* Task objective: Print exactly the lines from the line with "of the gooseneck" to the last line of the data, please, both included.
____ Provided data
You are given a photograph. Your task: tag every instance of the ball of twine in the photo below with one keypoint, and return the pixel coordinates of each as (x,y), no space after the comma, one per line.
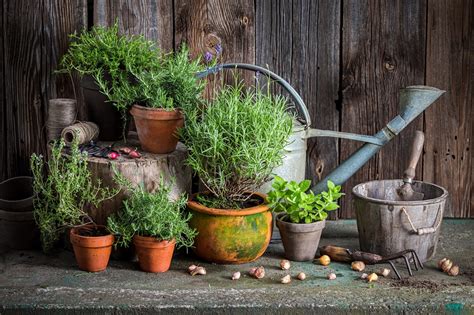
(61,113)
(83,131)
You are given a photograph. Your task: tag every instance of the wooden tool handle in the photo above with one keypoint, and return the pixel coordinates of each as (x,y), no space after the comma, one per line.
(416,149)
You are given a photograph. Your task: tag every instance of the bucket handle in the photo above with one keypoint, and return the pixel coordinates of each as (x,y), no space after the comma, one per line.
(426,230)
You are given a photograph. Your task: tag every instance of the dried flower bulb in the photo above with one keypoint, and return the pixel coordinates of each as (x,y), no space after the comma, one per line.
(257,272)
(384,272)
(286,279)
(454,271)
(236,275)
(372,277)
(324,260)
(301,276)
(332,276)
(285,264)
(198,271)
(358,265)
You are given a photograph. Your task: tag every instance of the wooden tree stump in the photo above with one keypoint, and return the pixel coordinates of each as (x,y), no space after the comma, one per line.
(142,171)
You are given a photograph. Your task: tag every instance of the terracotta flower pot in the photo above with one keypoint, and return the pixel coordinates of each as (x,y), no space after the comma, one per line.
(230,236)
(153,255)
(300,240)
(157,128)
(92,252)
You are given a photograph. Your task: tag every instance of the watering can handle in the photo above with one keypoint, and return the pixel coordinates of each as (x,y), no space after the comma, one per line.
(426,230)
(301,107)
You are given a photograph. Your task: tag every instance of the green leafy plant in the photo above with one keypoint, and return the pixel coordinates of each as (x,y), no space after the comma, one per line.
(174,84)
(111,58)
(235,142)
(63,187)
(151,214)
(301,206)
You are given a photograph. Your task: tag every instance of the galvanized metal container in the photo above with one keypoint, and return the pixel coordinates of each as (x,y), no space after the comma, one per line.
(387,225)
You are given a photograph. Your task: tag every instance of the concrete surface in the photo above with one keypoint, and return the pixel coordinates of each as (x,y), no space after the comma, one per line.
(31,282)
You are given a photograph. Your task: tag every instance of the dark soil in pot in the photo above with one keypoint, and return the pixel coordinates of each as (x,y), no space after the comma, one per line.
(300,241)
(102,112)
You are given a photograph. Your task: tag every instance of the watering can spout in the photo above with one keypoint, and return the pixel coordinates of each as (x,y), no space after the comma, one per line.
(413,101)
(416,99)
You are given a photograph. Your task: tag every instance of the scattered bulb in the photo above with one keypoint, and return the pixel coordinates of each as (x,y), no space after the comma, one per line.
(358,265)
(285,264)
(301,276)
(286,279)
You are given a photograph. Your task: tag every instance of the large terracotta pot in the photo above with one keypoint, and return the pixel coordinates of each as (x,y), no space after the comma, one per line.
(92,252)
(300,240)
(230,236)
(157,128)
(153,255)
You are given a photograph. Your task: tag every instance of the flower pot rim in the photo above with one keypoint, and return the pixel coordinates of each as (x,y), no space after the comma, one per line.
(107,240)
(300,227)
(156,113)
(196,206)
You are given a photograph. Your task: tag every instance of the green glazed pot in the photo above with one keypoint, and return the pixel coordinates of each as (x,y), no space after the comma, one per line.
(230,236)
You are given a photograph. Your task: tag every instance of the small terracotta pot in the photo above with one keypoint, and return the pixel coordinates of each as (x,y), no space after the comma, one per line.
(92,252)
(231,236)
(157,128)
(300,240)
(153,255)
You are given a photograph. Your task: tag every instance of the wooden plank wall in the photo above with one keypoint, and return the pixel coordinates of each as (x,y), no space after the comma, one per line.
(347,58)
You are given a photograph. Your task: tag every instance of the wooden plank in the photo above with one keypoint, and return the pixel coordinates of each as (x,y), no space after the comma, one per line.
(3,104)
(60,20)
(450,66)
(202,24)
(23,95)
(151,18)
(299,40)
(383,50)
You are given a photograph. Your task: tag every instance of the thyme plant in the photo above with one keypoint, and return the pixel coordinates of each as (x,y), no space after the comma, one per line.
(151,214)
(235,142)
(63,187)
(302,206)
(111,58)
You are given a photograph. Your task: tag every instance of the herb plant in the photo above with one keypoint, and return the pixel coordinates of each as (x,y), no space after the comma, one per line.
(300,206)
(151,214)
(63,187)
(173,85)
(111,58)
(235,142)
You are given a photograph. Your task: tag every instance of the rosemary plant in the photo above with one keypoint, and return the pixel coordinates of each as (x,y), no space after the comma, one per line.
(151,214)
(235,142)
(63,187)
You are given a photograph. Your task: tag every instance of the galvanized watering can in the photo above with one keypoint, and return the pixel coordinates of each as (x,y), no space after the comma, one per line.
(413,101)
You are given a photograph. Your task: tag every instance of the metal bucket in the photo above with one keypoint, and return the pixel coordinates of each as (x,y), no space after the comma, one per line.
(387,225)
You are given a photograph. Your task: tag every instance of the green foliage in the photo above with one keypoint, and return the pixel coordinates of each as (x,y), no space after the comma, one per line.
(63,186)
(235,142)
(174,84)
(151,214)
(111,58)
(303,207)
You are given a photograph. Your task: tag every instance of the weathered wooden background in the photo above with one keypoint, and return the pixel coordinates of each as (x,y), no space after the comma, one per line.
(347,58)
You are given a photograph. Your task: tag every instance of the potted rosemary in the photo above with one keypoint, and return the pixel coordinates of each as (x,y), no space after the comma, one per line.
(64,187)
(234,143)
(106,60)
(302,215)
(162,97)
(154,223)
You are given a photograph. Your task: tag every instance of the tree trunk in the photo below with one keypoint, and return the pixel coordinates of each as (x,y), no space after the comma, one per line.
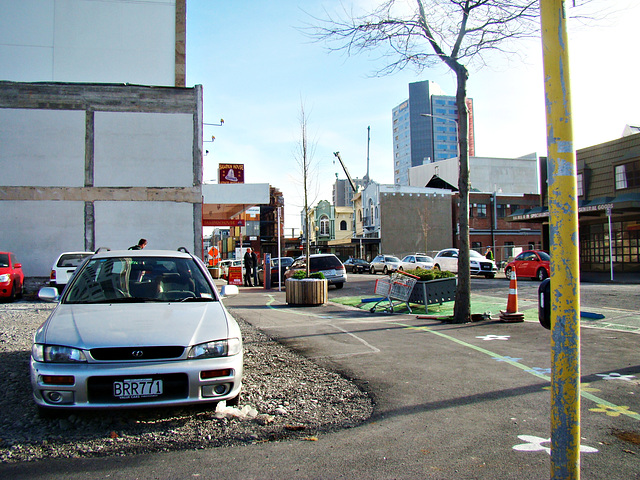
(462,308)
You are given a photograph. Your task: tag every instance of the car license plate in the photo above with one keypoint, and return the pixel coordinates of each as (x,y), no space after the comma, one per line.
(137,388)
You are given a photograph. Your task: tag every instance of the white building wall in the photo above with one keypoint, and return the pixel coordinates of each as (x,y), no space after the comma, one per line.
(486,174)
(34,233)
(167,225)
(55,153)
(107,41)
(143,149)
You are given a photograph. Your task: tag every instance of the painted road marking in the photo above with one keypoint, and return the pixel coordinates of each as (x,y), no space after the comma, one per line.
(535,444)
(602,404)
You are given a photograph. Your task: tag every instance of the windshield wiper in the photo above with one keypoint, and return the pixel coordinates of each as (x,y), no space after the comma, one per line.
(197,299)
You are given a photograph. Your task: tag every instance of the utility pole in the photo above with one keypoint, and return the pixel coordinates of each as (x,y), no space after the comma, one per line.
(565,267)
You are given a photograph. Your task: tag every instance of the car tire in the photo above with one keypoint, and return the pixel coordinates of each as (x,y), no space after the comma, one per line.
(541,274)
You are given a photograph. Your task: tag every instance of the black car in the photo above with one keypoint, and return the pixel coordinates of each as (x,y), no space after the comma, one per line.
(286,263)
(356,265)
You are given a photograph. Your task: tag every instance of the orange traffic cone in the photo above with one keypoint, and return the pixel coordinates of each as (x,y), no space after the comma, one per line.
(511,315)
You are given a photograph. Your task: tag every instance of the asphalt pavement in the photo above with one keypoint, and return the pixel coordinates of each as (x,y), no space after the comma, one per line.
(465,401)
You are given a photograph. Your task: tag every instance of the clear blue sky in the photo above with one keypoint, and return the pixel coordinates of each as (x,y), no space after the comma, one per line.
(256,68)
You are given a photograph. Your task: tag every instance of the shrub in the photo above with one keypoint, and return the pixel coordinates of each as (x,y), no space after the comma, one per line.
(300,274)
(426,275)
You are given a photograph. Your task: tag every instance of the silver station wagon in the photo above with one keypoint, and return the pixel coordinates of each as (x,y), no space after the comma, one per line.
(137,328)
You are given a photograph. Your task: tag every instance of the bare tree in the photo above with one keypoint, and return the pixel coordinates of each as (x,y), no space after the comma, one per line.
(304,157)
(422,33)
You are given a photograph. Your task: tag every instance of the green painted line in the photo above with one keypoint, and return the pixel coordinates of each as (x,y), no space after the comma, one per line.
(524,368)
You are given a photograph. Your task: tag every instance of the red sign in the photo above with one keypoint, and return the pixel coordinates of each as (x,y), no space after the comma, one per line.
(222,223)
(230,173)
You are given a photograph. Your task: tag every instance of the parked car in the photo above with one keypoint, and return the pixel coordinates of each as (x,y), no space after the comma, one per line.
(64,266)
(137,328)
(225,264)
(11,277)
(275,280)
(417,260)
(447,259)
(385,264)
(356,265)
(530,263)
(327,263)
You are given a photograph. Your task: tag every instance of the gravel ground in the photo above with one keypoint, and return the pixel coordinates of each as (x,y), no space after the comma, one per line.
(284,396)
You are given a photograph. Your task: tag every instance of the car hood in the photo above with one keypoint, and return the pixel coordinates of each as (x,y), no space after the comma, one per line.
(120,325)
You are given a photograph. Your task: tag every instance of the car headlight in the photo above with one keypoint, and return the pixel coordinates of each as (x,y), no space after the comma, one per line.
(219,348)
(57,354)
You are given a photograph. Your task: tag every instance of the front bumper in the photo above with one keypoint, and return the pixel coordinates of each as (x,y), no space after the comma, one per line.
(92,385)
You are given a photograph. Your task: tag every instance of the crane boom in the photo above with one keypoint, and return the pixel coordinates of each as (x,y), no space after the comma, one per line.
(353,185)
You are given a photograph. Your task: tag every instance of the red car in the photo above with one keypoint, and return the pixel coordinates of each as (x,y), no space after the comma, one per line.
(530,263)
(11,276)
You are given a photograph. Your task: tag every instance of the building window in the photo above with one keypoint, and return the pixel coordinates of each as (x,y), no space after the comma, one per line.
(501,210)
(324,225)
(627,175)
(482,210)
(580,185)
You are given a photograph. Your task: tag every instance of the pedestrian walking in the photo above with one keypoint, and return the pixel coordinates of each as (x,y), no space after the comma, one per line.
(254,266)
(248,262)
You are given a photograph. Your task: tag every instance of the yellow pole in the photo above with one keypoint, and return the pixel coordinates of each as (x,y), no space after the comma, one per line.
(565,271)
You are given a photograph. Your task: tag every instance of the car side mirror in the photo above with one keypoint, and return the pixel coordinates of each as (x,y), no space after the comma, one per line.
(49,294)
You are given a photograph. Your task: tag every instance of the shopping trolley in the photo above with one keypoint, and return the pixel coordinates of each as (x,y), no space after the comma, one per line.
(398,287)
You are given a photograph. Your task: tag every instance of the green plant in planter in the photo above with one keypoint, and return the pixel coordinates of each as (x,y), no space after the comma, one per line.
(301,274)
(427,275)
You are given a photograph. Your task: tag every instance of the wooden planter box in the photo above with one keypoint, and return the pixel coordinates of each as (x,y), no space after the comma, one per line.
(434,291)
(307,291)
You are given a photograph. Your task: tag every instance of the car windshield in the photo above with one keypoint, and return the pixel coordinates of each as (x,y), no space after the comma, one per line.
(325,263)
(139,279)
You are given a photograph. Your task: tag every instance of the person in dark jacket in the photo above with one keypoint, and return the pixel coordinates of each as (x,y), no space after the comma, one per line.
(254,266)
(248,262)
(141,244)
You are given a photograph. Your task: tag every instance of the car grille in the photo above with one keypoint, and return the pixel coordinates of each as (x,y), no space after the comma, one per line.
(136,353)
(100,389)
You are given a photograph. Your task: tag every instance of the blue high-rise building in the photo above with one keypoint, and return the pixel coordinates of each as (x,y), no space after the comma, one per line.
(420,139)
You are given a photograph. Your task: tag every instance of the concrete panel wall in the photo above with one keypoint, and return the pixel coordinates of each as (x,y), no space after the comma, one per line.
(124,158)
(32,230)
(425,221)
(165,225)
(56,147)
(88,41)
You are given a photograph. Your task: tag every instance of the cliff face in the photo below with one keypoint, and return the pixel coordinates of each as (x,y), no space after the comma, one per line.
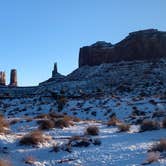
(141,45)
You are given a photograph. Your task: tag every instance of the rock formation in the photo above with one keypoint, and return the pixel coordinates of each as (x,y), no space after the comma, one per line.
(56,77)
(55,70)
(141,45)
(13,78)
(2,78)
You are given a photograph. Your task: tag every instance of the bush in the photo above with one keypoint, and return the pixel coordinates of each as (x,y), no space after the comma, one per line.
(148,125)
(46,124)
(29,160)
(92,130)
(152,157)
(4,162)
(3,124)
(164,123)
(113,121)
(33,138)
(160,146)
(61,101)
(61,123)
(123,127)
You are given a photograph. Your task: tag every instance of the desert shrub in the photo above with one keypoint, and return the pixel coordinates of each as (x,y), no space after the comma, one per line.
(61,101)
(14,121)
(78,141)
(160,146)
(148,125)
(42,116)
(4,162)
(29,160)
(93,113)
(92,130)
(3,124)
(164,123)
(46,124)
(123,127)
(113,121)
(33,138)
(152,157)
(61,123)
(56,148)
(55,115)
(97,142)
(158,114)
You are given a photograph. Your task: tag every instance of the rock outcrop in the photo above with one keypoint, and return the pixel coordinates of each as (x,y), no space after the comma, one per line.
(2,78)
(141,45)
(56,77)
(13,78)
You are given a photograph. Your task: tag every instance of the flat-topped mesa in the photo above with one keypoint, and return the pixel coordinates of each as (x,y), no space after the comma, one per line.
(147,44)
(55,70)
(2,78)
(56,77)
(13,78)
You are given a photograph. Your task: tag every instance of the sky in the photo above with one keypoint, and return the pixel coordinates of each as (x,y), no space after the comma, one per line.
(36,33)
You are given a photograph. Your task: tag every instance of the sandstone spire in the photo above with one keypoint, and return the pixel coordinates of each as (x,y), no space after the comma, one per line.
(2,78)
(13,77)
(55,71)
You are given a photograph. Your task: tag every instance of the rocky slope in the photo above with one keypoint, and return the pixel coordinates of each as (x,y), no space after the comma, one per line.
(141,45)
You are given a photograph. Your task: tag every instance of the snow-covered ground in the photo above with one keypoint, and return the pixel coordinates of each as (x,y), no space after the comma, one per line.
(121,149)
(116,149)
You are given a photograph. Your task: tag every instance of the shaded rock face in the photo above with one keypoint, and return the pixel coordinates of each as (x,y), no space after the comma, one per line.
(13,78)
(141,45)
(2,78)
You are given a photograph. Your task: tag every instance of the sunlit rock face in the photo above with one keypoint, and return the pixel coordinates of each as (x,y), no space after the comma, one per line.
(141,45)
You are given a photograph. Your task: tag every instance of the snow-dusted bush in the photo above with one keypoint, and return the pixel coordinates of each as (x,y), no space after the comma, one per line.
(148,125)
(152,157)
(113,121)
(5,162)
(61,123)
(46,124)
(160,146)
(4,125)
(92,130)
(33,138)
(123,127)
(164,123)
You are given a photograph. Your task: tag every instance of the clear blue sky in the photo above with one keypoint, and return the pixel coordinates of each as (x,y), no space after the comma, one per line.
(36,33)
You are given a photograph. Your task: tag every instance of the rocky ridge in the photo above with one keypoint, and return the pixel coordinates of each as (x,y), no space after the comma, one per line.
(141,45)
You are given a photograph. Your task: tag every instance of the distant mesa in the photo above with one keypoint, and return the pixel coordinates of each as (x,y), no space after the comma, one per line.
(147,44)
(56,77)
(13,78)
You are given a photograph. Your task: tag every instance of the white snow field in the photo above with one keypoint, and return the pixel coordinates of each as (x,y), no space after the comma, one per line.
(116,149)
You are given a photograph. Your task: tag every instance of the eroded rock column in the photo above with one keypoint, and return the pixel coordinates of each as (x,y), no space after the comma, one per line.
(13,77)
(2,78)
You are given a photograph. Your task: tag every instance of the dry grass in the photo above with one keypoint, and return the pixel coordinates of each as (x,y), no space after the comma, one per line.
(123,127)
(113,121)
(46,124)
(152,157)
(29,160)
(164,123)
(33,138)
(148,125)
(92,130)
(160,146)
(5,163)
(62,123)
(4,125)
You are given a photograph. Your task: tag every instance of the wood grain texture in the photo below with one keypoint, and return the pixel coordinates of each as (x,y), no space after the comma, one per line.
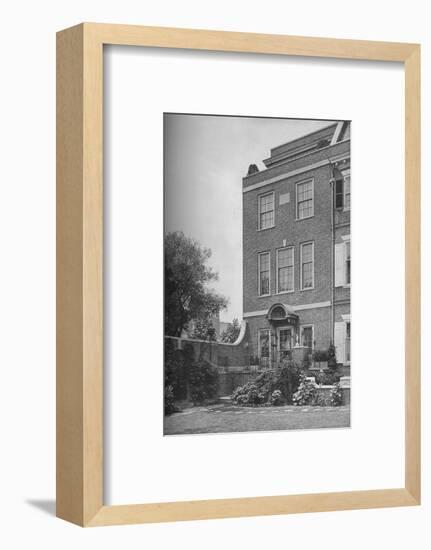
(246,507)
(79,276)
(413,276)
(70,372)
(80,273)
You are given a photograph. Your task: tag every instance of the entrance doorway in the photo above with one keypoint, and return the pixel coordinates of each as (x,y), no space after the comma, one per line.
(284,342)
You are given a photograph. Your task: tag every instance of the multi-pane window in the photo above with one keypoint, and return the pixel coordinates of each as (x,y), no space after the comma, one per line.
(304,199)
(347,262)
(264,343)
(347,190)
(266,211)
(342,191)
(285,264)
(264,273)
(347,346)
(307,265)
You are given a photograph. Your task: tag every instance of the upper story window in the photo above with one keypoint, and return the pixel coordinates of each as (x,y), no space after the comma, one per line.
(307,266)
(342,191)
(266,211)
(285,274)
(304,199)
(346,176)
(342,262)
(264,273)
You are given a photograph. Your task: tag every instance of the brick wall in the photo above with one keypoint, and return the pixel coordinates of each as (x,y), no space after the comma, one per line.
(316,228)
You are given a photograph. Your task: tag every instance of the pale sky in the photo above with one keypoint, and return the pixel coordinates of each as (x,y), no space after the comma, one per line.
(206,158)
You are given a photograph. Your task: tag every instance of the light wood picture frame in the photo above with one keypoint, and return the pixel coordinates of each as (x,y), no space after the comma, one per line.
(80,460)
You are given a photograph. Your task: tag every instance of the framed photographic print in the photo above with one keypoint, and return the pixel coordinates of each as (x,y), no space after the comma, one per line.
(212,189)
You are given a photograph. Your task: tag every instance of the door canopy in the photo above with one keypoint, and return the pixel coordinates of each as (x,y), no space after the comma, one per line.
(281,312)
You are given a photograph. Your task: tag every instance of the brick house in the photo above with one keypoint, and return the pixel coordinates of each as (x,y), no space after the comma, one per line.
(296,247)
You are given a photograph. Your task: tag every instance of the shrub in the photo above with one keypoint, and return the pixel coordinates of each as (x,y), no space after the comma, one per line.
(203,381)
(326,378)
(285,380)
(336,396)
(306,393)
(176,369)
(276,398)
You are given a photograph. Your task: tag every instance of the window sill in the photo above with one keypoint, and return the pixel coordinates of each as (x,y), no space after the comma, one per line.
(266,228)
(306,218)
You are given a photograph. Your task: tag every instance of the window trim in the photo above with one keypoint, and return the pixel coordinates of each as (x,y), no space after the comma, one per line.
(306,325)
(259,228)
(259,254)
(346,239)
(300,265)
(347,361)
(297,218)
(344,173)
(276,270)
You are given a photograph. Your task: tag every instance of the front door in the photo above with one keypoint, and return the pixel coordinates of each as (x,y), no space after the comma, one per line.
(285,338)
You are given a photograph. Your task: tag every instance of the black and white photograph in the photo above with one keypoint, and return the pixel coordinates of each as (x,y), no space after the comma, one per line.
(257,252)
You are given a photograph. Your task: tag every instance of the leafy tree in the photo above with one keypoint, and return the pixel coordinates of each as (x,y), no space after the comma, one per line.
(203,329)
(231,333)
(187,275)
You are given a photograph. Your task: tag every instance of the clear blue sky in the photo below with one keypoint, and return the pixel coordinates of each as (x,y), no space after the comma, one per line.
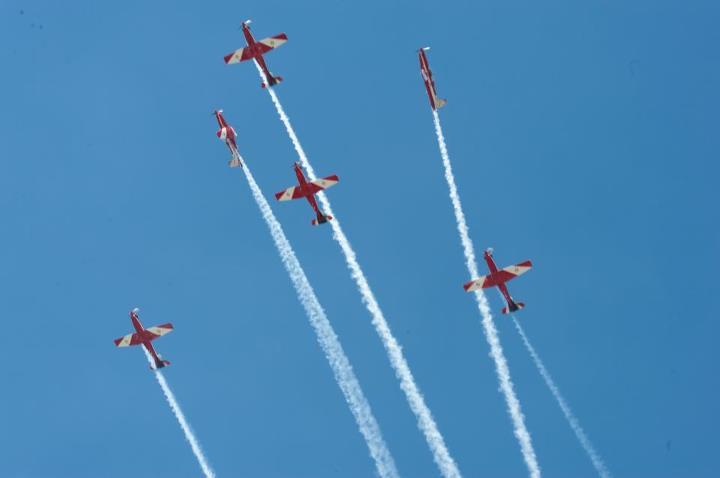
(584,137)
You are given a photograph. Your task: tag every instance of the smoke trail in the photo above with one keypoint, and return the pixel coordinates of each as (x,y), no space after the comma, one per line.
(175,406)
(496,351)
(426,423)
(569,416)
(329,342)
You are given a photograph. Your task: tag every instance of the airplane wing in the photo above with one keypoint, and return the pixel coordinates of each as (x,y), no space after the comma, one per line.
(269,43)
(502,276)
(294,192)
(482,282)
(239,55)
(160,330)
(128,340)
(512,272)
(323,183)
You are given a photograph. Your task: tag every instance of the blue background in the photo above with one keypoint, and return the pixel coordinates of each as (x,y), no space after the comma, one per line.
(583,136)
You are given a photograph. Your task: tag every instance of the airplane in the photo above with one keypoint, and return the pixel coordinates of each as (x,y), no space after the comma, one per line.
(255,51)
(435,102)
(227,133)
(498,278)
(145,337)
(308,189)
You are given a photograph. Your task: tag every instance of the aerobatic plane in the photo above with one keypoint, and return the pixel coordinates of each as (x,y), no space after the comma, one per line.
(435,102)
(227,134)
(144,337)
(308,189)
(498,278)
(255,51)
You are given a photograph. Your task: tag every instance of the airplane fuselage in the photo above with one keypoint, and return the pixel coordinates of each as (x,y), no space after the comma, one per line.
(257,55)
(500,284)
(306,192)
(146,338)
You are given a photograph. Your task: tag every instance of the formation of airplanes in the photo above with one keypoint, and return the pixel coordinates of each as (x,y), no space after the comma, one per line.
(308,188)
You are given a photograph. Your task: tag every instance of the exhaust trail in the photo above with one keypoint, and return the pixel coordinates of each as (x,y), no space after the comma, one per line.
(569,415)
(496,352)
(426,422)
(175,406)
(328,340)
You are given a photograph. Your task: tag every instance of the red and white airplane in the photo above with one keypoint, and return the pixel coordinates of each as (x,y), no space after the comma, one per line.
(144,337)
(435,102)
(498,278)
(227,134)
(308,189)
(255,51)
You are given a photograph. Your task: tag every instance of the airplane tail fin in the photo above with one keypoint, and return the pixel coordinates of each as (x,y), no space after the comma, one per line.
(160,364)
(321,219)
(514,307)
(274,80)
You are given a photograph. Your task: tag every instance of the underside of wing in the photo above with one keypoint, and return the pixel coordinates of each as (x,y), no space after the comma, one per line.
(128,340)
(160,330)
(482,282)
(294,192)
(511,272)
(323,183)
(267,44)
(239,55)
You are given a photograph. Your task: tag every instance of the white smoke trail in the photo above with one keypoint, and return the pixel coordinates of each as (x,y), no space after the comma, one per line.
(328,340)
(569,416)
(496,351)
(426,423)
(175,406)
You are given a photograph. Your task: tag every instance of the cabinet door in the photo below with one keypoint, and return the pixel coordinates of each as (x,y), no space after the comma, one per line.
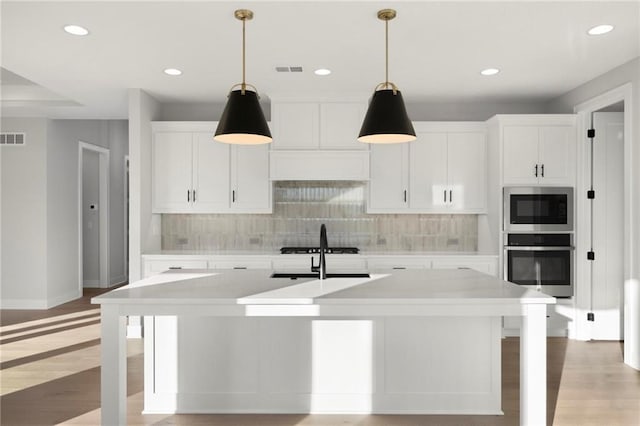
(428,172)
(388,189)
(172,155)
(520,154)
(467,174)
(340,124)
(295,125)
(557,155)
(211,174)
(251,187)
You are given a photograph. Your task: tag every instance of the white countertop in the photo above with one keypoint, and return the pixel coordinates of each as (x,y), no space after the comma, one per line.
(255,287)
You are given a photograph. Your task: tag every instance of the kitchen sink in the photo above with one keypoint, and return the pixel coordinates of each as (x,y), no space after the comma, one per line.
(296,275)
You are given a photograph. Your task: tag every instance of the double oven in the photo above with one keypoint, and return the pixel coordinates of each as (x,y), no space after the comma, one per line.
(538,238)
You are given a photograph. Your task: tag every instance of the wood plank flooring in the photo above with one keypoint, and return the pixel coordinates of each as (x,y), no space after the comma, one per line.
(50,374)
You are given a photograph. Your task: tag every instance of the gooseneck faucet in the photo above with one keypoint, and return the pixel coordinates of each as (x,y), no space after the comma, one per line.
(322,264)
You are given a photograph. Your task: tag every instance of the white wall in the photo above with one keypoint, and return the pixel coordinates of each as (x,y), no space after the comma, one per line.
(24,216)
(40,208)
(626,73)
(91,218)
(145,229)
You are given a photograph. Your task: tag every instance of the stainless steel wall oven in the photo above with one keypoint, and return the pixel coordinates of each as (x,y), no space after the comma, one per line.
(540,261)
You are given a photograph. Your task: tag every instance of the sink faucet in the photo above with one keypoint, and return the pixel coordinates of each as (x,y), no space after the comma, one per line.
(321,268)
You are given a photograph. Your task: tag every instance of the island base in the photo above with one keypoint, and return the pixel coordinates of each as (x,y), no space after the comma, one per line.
________
* Task solution:
You are given a photograph. Your task: tag every instance of the gooseneck faucet in the photo above with one keypoint, and return the pixel coordinates of each as (x,y), no space after the comma, one per line.
(322,264)
You are given a photograph. Your task: tag every instance of the white wall in the photo above with one keypoint, and return the pixel coordinates of each as (x,y), no space after the comma, one per line.
(24,216)
(40,208)
(626,73)
(91,218)
(145,229)
You are given a photograph. Your task: tag every instance of the stainless steel wall oven in the photo above with one keypoint, and return the pixel coordinates of each as (x,y), no space after the comma, one per line.
(540,261)
You are given a photograph. Your task: tag every instance of the sink faucet in the photo above with one keypoint, and return the pixel coordinates of each as (x,y), no space after the comma, one per line.
(321,268)
You are given a photograph. Your task: tag every instance of the island base in the photo above with one keypoint, and return the pixel coordinates of each as (x,y), no space after the comma, one per line.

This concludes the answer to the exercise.